Supplied text:
◇ ◇ ◇

Implementation:Romsto Speculative Decoding NGramStorage
| Knowledge Sources | |
|---|---|
| Domains | NLP, Data_Structures, Statistical_Language_Modeling |
| Last Updated | 2026-02-14 04:30 GMT |
Overview
Concrete tool for storing and querying n-gram frequency counts as a lightweight drafter for n-gram assisted speculative decoding.
Description
The ngram_storage module provides three classes forming an inheritance hierarchy:
- INgramStorage (ABC, L5-69): Defines the interface with abstract methods: next_token, has_gram, update, initialize, reset.
- OneLevelNGramStorage (L73-150): Single-level implementation using exact (n-1)-token contexts only. Uses Python dicts for counts and best-token tracking.

◇ ◇ ◇

Information provided:
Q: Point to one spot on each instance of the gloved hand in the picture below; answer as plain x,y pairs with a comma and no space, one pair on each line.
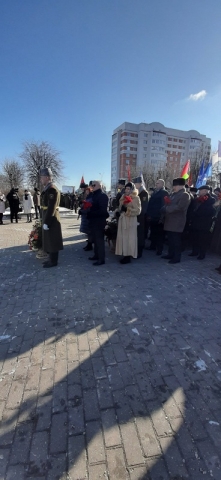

◇ ◇ ◇

Required task 1:
Answer these questions from the NGramStorage page:
(a) Which domains does the page list?
(b) Which abstract methods does INgramStorage define?
(c) What does OneLevelNGramStorage use for counts and best-token tracking?
Required task 2:
Quote the NGramStorage page from "Description" to "update, initialize, reset.".
Required task 3:
Write what comes next in the NGramStorage page, picking up after its last line.

Exercise output 1:
(a) NLP, Data_Structures, and Statistical_Language_Modeling.
(b) next_token, has_gram, update, initialize, and reset.
(c) Python dicts.

Exercise output 2:
Description
The ngram_storage module provides three classes forming an inheritance hierarchy:
- INgramStorage (ABC, L5-69): Defines the interface with abstract methods: next_token, has_gram, update, initialize, reset.

Exercise output 3:
- NGramStorage (L154-249): Multi-level implementation that stores k-grams for all k in [2, n]. On lookup, tries the longest context first and falls back to shorter contexts. Recommended for NASD as it provides better coverage.
Both concrete classes maintain two dictionaries: counts (context -> token -> frequency) and ngrams (context -> most frequent token). Updates track the running maximum to avoid recomputing argmax on every query.
Usage
Import NGramStorage (multi-level, recommended) or OneLevelNGramStorage (single-level) when setting up n-gram assisted speculative decoding. Create an instance with n (n-gram order, must be > 1) and vocab_size (from model.config.vocab_size). The storage is initialized from the prompt via initialize() and updated during generation via update().
Code Reference
Source Location
- Repository: Speculative-Decoding
- File: ngram_assisted/ngram_storage.py
- Lines: L5-249
Signature
class INgramStorage(abc.ABC):
"""Interface for N-gram storage."""
def __init__(self, n: int, vocab_size: int):
"""n must be > 1. vocab_size is the model vocabulary size."""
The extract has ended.